#### Task requirements:
Scan the listing for the word "hand" and report every line that contains it.

#### Stored data:
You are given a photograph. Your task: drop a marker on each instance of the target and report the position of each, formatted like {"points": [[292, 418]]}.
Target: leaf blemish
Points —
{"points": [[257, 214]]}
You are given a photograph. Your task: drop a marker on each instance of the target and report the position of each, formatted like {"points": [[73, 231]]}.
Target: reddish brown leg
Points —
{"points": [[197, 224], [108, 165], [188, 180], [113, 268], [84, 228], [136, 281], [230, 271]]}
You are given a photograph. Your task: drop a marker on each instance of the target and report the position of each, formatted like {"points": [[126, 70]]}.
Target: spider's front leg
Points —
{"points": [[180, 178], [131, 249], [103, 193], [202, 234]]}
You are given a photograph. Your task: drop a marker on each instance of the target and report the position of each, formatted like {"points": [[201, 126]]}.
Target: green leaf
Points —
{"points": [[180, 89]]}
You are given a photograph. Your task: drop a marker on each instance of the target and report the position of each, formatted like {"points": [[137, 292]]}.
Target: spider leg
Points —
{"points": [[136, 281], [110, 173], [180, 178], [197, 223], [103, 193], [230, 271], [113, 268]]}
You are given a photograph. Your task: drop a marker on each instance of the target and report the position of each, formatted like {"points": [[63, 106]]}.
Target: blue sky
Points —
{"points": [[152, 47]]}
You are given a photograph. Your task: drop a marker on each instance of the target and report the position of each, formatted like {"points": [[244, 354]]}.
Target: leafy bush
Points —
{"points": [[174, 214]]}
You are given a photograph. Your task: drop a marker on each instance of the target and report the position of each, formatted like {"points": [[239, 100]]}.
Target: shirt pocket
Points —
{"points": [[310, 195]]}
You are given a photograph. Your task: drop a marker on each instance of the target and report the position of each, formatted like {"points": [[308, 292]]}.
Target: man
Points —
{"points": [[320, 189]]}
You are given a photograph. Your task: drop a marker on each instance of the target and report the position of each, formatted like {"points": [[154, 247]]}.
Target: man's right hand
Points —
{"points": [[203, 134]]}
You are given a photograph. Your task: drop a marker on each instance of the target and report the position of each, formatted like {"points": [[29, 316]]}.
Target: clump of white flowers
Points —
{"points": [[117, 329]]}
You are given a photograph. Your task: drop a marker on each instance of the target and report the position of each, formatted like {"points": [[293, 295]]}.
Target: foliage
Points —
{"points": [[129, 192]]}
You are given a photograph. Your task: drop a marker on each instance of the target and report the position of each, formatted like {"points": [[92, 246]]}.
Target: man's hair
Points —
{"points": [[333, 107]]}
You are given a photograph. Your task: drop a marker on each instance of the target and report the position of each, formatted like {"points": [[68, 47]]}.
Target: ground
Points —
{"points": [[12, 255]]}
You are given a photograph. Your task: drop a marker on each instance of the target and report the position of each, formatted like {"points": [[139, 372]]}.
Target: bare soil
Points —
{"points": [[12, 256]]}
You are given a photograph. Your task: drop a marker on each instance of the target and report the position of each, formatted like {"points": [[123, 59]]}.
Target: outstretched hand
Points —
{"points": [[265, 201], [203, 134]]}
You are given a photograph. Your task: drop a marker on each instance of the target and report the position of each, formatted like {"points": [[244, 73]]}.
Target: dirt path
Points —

#### Result:
Target: man's right hand
Target: outstretched hand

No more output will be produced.